### [WORK ITEM]
The copy must match the data word for word and contain no pictures.

=== Section Start ===

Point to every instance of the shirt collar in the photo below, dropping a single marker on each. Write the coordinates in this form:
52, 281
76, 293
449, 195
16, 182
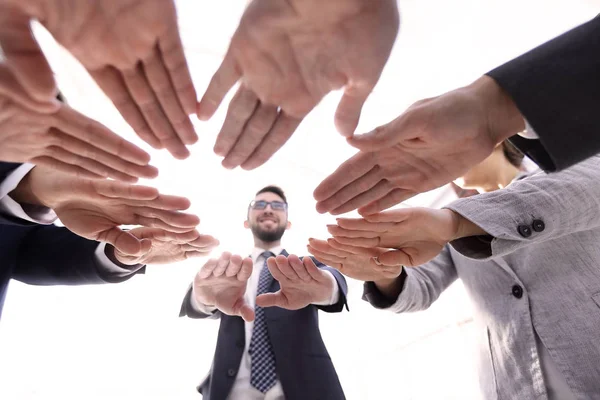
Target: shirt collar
257, 251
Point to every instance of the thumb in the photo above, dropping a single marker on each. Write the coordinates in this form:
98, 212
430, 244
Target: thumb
10, 89
24, 56
270, 300
348, 111
379, 138
125, 242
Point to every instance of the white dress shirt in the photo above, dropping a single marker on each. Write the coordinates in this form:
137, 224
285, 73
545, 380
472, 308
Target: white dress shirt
242, 389
41, 215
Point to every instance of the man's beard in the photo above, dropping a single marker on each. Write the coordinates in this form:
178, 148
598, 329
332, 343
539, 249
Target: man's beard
267, 236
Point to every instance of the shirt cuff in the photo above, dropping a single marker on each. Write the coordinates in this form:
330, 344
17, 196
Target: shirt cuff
199, 307
27, 212
335, 294
528, 133
109, 266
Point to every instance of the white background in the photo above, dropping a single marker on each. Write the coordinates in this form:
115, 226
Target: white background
126, 341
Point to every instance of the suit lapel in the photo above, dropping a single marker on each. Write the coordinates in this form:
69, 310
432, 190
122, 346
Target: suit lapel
274, 286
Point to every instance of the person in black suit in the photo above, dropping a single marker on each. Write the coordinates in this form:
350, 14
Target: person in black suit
271, 350
36, 252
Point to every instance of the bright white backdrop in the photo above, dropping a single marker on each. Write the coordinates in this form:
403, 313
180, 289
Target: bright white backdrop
126, 342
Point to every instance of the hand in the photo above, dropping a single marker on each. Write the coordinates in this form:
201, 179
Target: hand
301, 282
95, 209
222, 283
144, 74
65, 140
164, 247
417, 234
289, 55
356, 262
432, 143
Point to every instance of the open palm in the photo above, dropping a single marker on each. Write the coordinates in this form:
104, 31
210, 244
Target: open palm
354, 262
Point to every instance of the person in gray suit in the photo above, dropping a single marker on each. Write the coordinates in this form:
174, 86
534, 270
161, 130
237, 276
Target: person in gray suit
528, 257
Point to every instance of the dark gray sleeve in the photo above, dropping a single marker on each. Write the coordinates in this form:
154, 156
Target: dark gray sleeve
556, 86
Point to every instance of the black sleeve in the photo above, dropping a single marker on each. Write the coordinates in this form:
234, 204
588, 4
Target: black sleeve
5, 170
556, 86
342, 286
49, 255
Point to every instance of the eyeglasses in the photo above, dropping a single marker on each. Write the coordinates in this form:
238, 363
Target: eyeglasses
262, 204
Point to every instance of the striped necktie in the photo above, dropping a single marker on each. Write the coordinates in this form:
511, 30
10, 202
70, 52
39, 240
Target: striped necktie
263, 375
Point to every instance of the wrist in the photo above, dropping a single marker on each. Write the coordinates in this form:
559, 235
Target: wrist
390, 288
25, 193
199, 299
503, 117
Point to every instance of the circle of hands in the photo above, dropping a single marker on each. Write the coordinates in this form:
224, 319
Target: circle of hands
285, 71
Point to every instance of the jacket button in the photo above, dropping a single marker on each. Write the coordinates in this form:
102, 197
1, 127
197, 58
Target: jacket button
524, 230
538, 225
517, 291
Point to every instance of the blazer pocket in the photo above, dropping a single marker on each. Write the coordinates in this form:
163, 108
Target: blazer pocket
596, 298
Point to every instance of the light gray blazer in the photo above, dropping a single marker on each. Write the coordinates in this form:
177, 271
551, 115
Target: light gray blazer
539, 271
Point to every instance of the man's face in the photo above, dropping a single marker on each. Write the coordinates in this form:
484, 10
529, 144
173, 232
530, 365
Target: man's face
267, 224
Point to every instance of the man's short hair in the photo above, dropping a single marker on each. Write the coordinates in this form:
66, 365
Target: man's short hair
273, 189
512, 154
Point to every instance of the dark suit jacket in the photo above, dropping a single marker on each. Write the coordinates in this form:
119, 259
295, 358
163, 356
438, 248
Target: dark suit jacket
556, 86
304, 367
46, 254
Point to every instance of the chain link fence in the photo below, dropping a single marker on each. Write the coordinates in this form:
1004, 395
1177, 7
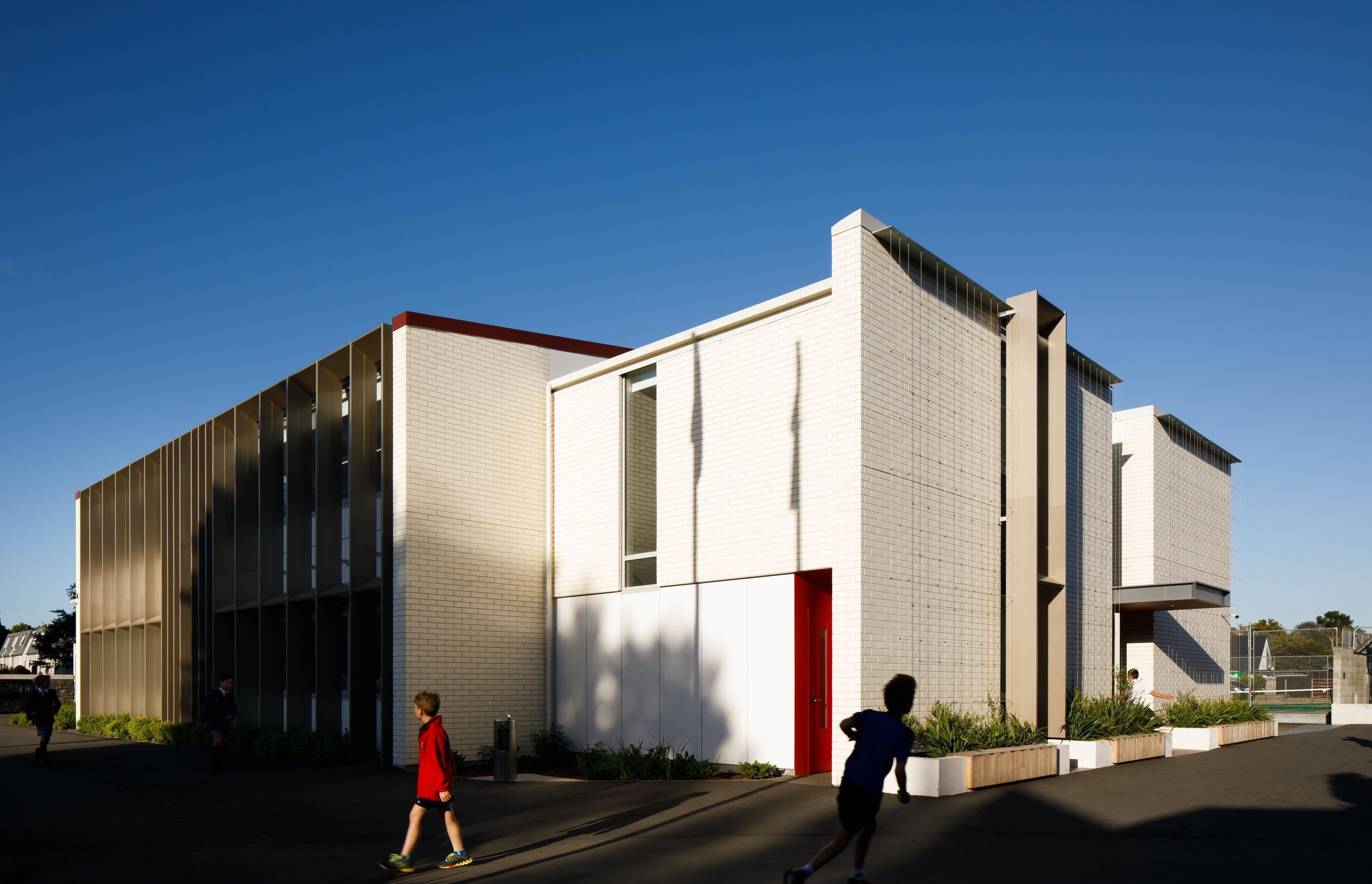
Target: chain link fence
1289, 669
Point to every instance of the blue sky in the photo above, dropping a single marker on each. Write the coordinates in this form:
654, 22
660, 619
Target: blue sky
200, 200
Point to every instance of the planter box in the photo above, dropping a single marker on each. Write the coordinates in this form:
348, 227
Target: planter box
1351, 714
1248, 731
1014, 763
1137, 747
932, 777
1195, 739
1086, 754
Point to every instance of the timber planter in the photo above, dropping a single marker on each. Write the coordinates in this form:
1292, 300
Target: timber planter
1014, 763
932, 777
1248, 731
1087, 754
1137, 747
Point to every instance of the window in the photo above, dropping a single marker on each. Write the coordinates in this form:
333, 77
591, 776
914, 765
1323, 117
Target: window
641, 478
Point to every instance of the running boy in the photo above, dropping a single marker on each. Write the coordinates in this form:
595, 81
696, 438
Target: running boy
435, 788
219, 712
881, 738
41, 703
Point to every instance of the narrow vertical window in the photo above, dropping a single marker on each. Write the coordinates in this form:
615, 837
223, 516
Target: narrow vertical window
641, 478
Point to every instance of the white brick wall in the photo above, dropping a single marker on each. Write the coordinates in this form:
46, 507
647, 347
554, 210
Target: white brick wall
743, 438
586, 488
1090, 534
470, 533
924, 592
1173, 526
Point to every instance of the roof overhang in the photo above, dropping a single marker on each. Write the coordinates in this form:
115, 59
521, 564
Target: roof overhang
1091, 366
920, 262
1176, 427
1171, 598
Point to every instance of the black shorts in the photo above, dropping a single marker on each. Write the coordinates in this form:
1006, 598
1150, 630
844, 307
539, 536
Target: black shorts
433, 804
857, 808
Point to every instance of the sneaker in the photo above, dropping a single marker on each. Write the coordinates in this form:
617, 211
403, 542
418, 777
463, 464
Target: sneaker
397, 863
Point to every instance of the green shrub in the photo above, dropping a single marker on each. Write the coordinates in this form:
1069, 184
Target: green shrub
117, 727
1190, 712
280, 747
552, 744
66, 717
242, 740
303, 747
758, 771
635, 762
947, 731
330, 749
1105, 718
143, 728
164, 733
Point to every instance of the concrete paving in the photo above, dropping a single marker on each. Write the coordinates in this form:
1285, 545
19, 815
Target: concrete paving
111, 810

=== Section End ===

### [TASK RESPONSE]
Point to every instance of the shirt collar in the photo below, dropping a single marker on each. Write the coordinates in this form:
52, 281
76, 293
449, 195
16, 182
Target: shirt collar
257, 251
Point to every instance of the thumb in the photo above, dropping a single marker on each. Write the coordinates in this form:
98, 212
430, 244
Target: thumb
10, 89
24, 56
270, 300
348, 111
379, 138
125, 242
Point to every instance of the white dress shirt in the photo above, dropping a single marker on each. Write the coordinates in this form:
137, 224
285, 73
545, 380
472, 308
Target: white dress shirt
242, 389
41, 215
Point to every instance of the man's beard in the photo above, dropping a single marker on each. Write the coordinates in this form:
178, 148
598, 329
332, 343
539, 249
Target: man's beard
267, 236
Point to every instance of the shirt cuff in the photo above, dropping a single marker on each. Write the coordinates in this form:
330, 344
17, 196
Target: shirt cuff
199, 307
27, 212
335, 294
528, 133
109, 266
Point to every instance of the white background in the photo above, dropping a single marker on each. Write the coordinates in this form:
115, 226
Target: white background
126, 341
Point to every instance of the suit lapel in the photo above, dropping a single marker on each. Write the coordinates in this form:
69, 310
432, 190
122, 346
Target: suit lapel
274, 286
Point to every instance of the person in black suit in the photo above, dropping a single marker on each. Write the coordinates in this form:
350, 14
Target: person in black suit
271, 350
36, 252
Point to every instance of the bright white backdrop in the photo above, dropping a single marker on each. Write the coordinates in this form:
403, 313
180, 289
Target: bright white backdrop
126, 342
Point to every instance of the hand in the photo above, dropping a single marker on each. Write the coordinates in this form:
201, 179
Target: hand
301, 282
95, 209
222, 283
144, 74
65, 140
164, 247
417, 234
289, 55
356, 262
432, 143
Point to every instance of the open palm in the photo above, dropping a single marker on each. Write the coordinates in this form:
104, 31
210, 244
Target: open palm
354, 262
Point to every instance of the person in gray suit in the photo above, dropping a single marker on each. Write the coordinates in this form:
174, 86
534, 270
161, 130
237, 276
Target: person in gray suit
528, 257
Point to every instance of the dark gray sleeve in the photo above, dropping a single marker on each. Write the coordinates in this form:
154, 156
Target: dark gray sleeve
556, 86
Point to every instance of the black sleeve in the photo above, dropping a single marker on each. Write the coordinates in this form:
234, 204
588, 4
Target: black sleeve
5, 170
556, 86
342, 286
49, 255
Point to every instance of the eyeglasses in the photo above, dropping a single marker on each. Write the coordinates in this form:
238, 363
Target: eyeglasses
262, 204
Point to every instance of the striped necktie in the photo above, dropping a single marker on each. Write the coordinates in this form:
511, 30
10, 202
70, 52
39, 240
Target: striped necktie
263, 375
Point to every instance of the wrist in the photo above, dropping a single marker on each. Write the coordinates in this form:
559, 235
Target: wrist
390, 288
25, 193
199, 299
503, 117
Point to every instance of the circle of hands in the photo above, dropping a single marker on each. Write the coordinates in this form:
224, 319
Target: circle of hands
285, 71
Point to every instance of the jacket button in the photo above, dropping a single marker on each. Write the coordinates in this form:
102, 197
1, 127
197, 58
Target: jacket button
524, 230
538, 225
517, 291
Point to every instance of the blazer pocket in the photo above, dropping a single marker on each. Write the coordinates in this form:
163, 108
Target: blazer pocket
596, 298
Point to every instance of the light gray blazer in the photo above, dropping a single marker on each. Write the coordinates in this form:
177, 271
551, 115
Target: light gray blazer
539, 271
Point to every instance of the man's face in the photo above, dropping a single marker on each. Write the coordinates in this form:
484, 10
529, 144
173, 232
530, 365
Target: man's face
267, 224
Point to every instance of the man's short hair in the photo above, dropping a single marker on each. Write the coordinates in this form:
66, 365
Target: man's short hair
273, 189
512, 154
Point to every instance of the dark suit jacket in the photo above, dropping a single marker on each. Write the coordinates in this form:
119, 259
295, 358
163, 356
438, 248
Target: dark suit jacket
556, 86
304, 367
46, 254
Point to every instance of the chain link fence in the photo below, dropping a single marker on each. Write the coordinates in this form:
1004, 395
1177, 7
Target: chain link fence
1289, 669
Point to every instance of the blue sky in the photo above, dropping a single marker on each. Write the coordinates in this form:
654, 22
660, 619
Target: blue sky
200, 200
Point to every instance of the planter box in the photo above, dropping a single marker on each. Write the coordinates in this form:
348, 227
Target: planter box
1351, 714
1248, 731
1014, 763
1137, 747
932, 777
1195, 739
1086, 754
Point to every instance of the timber planter in the photo above, dropping a single marker on each. Write the coordinates in this form:
1292, 300
Target: timber planter
1014, 763
932, 777
1248, 731
1087, 754
1137, 747
Point to every instance of the window in the photo above, dropping a single marker on each. Write the coordinates in this form:
333, 77
591, 776
914, 765
1323, 117
Target: window
641, 478
Point to every instance of the running boy in the photo above, dropping a single marker on each. Write the coordinates in this form:
595, 81
696, 438
Target: running boy
435, 788
219, 712
881, 738
41, 703
Point to every instance of the narrow vertical window in the photo above, dropping a single marker on each. Write the coordinates in this form:
615, 837
223, 516
Target: narrow vertical window
641, 478
Point to every instance of the white brick wall in the photo above, dropping a single marker on each. Write the coordinates in this form:
46, 507
647, 347
554, 210
Target: white brick wall
743, 438
586, 488
1090, 534
470, 533
924, 592
1173, 526
Point to every instance of the roof overhang in the photo above, dropping a single marker on each. Write the coordinates in this form:
115, 59
521, 564
Target: roof overhang
1091, 366
920, 262
1176, 427
1171, 598
Point to every instance of the black shorts in the photo above, dropping a single marker on each. Write the coordinates in this form:
1006, 598
1150, 630
844, 307
539, 536
Target: black shorts
433, 804
857, 808
Point to every instance of the sneaker in the photo above, dropping a single marker on each. Write the coordinates in this form:
617, 211
403, 542
418, 777
463, 464
Target: sneaker
397, 863
Point to every instance of the green shrub in the photo above, dropping a single marker on each. Write the coordinates in this form:
1069, 184
Target: green shrub
117, 727
1190, 712
280, 747
552, 744
66, 717
242, 740
303, 747
758, 771
635, 762
947, 731
330, 749
1105, 718
143, 728
164, 733
Point to every instance of the concrete paving in the photo above, dropping a single marker on each. Write the coordinates in this form:
1285, 545
19, 815
Target: concrete paving
111, 810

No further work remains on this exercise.